CONSIGNES
1) Dans le passage retenu, réduisez le paragraphe commençant par « Au printemps 2023 » à une courte liste qui en conserve les faits essentiels.
2) Rédigez la suite du passage retenu sur l'observatoire de la liberté de la presse, en reprenant après sa dernière phrase.
== PASSAGE RETENU
Un observatoire pour recenser les atteintes à la liberté de la presse en France

L’Observatoire français des atteintes à la liberté de la presse (Ofalp) s’est lancé le 24 mai lors d’une rencontre publique, réunissant citoyens et journalistes. Il entend recenser et rendre publiques les entraves au droit d’informer, en publiant un rapport annuel.

Clémence Le Maître  • 28 mai 2024 abonné·es
Un observatoire pour recenser les atteintes à la liberté de la presse en France
La soirée de lancement de l'Ofalp, à Paris, le 24 mai. Des journalistes ont pu témoigner des menaces et entraves qu'ils ont subies.
© Mihail Ivanov

Au printemps 2023, un collectif de journalistes et de citoyens venus de divers horizons se forme en vue de créer un outil de recensement des atteintes aux libertés de la presse. En novembre naît l’Observatoire français des atteintes à la liberté de la presse (Ofalp). Une soirée de lancement se tenait le 24 mai, à la Recyclerie à Paris, devant une centaine de personnes. Le projet, né du sentiment d’une augmentation des atteintes au droit d’informer, a pour but de les recueillir et les rendre publiques. Le mantra des initiateurs : « Notre droit de vous informer est votre droit de savoir. »
====
== DONNÉES ENREGISTRÉES
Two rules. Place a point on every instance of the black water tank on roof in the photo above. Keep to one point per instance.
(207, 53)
====
ENSEMBLE DES RÉPONSES
1)
- Au printemps 2023, un collectif de journalistes et de citoyens se forme pour créer un outil de recensement des atteintes aux libertés de la presse.
- L'Ofalp naît en novembre.
- Sa soirée de lancement a lieu le 24 mai à la Recyclerie, à Paris, devant une centaine de personnes.
- Né du sentiment d'une augmentation des atteintes au droit d'informer, le projet vise à les recueillir et à les rendre publiques.
- Le mantra des initiateurs : « Notre droit de vous informer est votre droit de savoir. »

2)
En 2024, la France se classe au 21e rang mondial dans le rapport annuel sur la liberté de la presse de Reporters sans frontières (RSF). « Nous sommes nombreux à être inquiets des atteintes à la liberté d’informer », affirme Lucile Berland, journaliste et coprésidente de l’Ofalp. Un des derniers exemples marquants est le cas d’Ariane Lavrilleux. En septembre dernier, la journaliste d’investigation du site Disclose avait été placée en garde à vue trente-neuf heures et vu son domicile perquisitionné, suite à une enquête de 2021 sur les dérives de la coopération militaire entre la France et l’Égypte.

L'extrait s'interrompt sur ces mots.